Convert the entries below into a Markdown table with the columns "Row" and "Line". Start at the line with "post in the photo above." and go up to and including the line with "270], [331, 361]]". Number each line and leave out any blank lines.

─── Provided entries ───

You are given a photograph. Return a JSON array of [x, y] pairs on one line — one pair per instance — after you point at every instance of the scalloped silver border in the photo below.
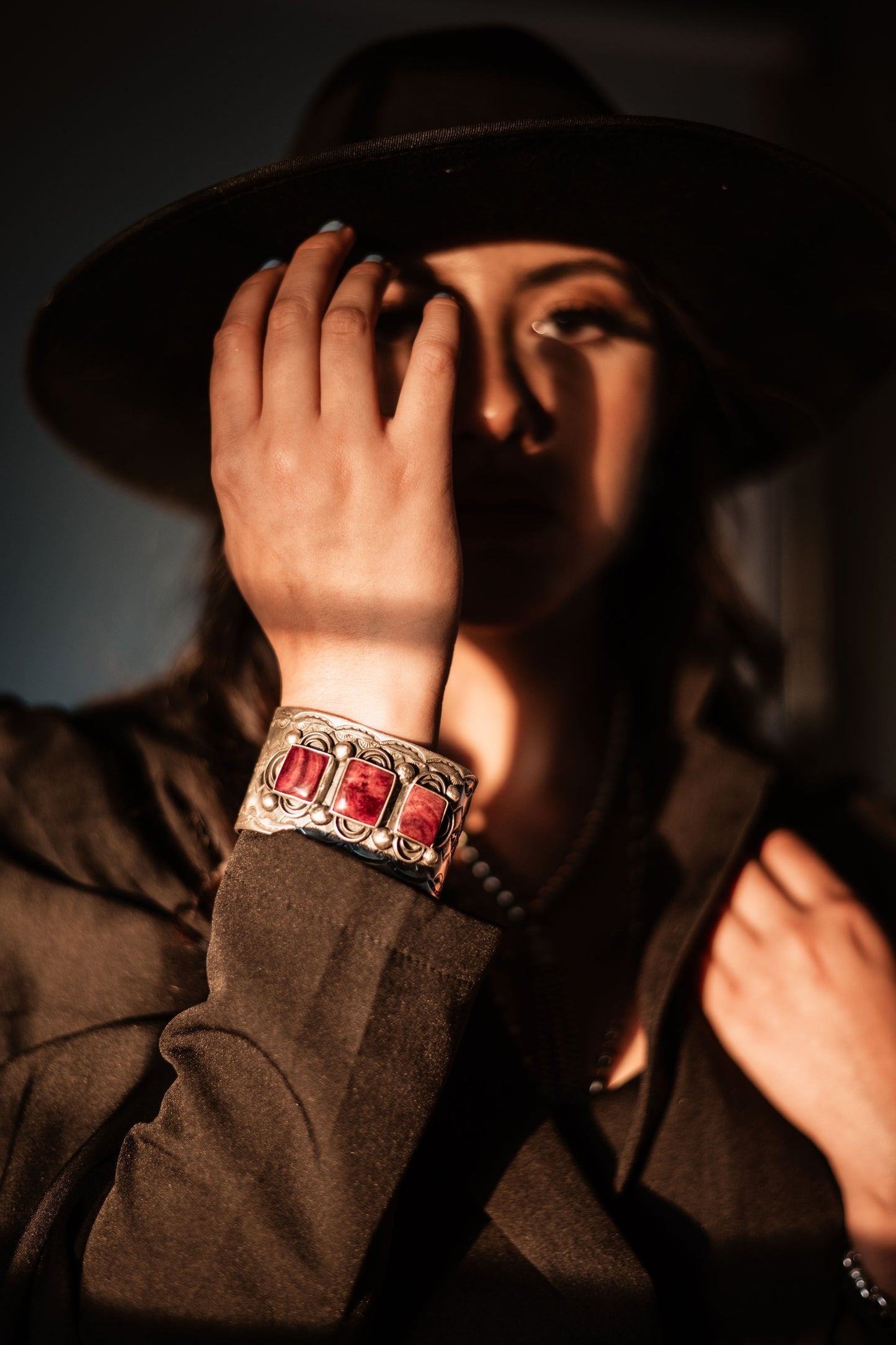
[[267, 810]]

───
─── Provided entries ───

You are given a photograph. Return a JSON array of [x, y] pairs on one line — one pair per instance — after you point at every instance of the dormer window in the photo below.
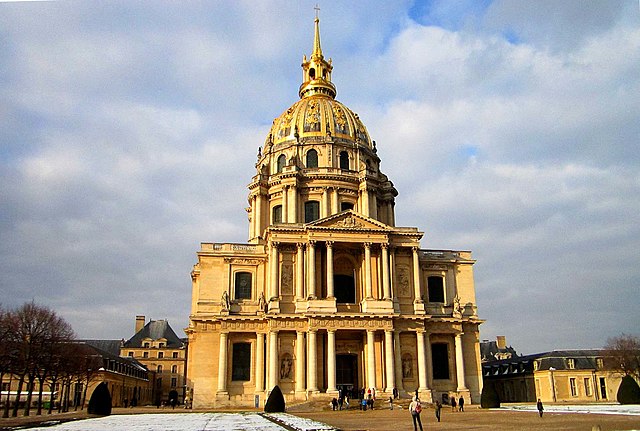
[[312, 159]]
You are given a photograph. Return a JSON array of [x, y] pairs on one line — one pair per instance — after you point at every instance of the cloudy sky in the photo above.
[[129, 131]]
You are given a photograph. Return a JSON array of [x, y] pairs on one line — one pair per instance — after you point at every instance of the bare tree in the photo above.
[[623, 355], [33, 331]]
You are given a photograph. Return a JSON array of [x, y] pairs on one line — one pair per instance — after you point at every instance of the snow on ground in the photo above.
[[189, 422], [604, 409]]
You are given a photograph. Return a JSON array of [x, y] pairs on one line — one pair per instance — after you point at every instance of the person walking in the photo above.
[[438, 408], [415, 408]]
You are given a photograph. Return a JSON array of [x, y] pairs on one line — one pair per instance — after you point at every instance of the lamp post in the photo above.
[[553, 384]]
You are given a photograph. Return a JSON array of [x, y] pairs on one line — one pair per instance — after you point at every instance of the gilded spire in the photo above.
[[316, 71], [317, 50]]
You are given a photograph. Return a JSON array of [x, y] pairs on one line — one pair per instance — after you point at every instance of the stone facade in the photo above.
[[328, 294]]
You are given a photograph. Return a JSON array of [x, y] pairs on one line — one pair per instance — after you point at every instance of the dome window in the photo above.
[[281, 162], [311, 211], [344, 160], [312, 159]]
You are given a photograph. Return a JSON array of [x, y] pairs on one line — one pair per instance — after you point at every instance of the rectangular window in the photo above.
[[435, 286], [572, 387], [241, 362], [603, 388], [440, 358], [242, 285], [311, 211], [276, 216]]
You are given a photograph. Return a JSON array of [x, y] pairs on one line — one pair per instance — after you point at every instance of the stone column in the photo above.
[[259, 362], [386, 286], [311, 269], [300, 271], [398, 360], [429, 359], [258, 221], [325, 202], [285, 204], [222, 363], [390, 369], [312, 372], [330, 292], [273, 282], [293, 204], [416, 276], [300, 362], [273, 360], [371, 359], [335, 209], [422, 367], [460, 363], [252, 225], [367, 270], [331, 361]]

───

Result of the exercise:
| Row | Line |
|---|---|
| 1 | You are given a photograph. Return a JSON array of [x, y] pairs on one line — one pair per instance — after you point at every instance of the lamp post in the photo above. |
| 2 | [[553, 384]] |
| 3 | You are given a photograph. Return a JSON array of [x, y] pairs on one line — one pair per instance — after you point at every instance of the gilded spire in the photo above. |
| 4 | [[316, 71], [317, 50]] |
| 5 | You are given a photograph. Return a JSON array of [x, y] pairs on one line — one pair per instance — after you point at every instance of the stone facade in the photo above. |
| 6 | [[328, 294]] |
| 7 | You are given a photograph. Return a JSON array of [x, y] pairs on one line — one pair per instance — after you point at every instance of the dome window in the photo above. |
| 8 | [[281, 162], [311, 211], [344, 160], [312, 159]] |
| 9 | You are given a photograph. Return a JSON array of [x, y] pairs on one line — one pair per instance — after you point at every instance of the rectangular window in the photo above. |
| 10 | [[435, 286], [572, 387], [241, 362], [603, 388], [440, 358], [242, 285], [311, 211], [276, 216]] |
| 11 | You are given a photograph. Return a JSON array of [x, y] pairs on one line — one pair per instance — after you point at every instance of the stone column in the photo above. |
| 12 | [[259, 362], [386, 286], [311, 269], [300, 271], [398, 360], [429, 359], [258, 221], [325, 202], [285, 204], [222, 363], [390, 369], [312, 372], [330, 292], [273, 282], [293, 204], [416, 276], [300, 362], [273, 360], [371, 359], [335, 209], [422, 367], [460, 363], [252, 225], [367, 270], [331, 361]] |